◆ **Complete the following**:
1 – Answer these questions from the passage on collective tumor migration and metastasis:
(a) In animal models, what kind of intravenous injection more often led to metastases?
(b) In postmenopausal breast cancer patients, the presence of which tumor structures is associated with a high rate of lymphogenous metastasis?
(c) Which hormones does the passage suggest play a role in the link between alveolar structures and lymphogenous metastasis?
2 – Copy the part of the passage on collective tumor migration and metastasis from "The relationship between the" to "the lymphogenous pathway.".
3 – Decide whether each statement agrees with the passage on collective tumor migration and metastasis:
(a) Circulating tumor cell clusters have been found in the blood of patients with various cancers.
(b) Only single migrating tumor cells are able to intravasate.
(c) Patients with alveolar structures in their tumors had a high metastasis-free survival rate.

Text under study: Begin

Invasive growth and its phenotypic diversity are associated, both directly and through the development of drug resistance, with metastasis. Circulating tumor cells, which are responsible for the development of future metastases, are a result of the invasion and subsequent penetration of tumor cells into lymphatic or blood vessels. Not only single migrating tumor cells, but also cell groups can have the intravasation ability. There is an assumption that collective migration much more often leads to metastasis compared to individual migration. Studies in animal models have demonstrated that metastases more often form after intravenous injection of tumor clusters rather than single tumor cells. Furthermore, circulating tumor cell clusters have been found in the blood of patients with various cancers. It was assumed that collective intravasation is related to the VEGF-dependent formation of dilated vasculature and the accumulation of intravasated tumor clusters. Furthermore, groups of tumor cells can enter circulation through damaged vessels or by cooperation with cells in the EMT state and cancer-associated fibroblasts that disrupt the extracellular matrix by releasing proteases. Metastasis is dependent on collective migration. For example, the presence of alveolar structures in tumors in postmenopausal breast cancer patients is associated with a high rate of lymphogenous metastasis, whereas the risk of this type of progression in premenopause females increases with an increase in the number of different types of morphological structures. The latter dependence is also quantitative: lymphogenous metastases were detected more frequently in the case of a larger number of alveolar structures in breast tumors. Furthermore, patients with alveolar structures in tumors had a low metastasis-free survival rate (our own unpublished data).

The relationship between the alveolar structures, as one of the manifestations of collective migration, and the rate of lymphogenous and hematogenous metastasis supports the following assumptions. The cellular elements of the alveolar structures differ from tumor cells of other structures by a set of biological properties determining the metastatic phenotype. The relationship between alveolar structures and lymphogenous metastasis in the menopausal period suggests a certain role of estrogens, including also their production in situ, in that tumor cells of the alveolar structures gain the metastatic phenotype through the lymphogenous pathway.

Text under study: End
Data extract: Begin

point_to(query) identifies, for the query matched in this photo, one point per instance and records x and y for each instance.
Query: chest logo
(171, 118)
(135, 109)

Data extract: End

◆ **Per-task answers**:
1 –
(a) Injection of tumor clusters, rather than single tumor cells.
(b) Alveolar structures.
(c) Estrogens.

2 –
The relationship between the alveolar structures, as one of the manifestations of collective migration, and the rate of lymphogenous and hematogenous metastasis supports the following assumptions. The cellular elements of the alveolar structures differ from tumor cells of other structures by a set of biological properties determining the metastatic phenotype. The relationship between alveolar structures and lymphogenous metastasis in the menopausal period suggests a certain role of estrogens, including also their production in situ, in that tumor cells of the alveolar structures gain the metastatic phenotype through the lymphogenous pathway.

3 –
(a) Yes: "circulating tumor cell clusters have been found in the blood of patients with various cancers."
(b) No: "Not only single migrating tumor cells, but also cell groups can have the intravasation ability."
(c) No: "patients with alveolar structures in tumors had a low metastasis-free survival rate"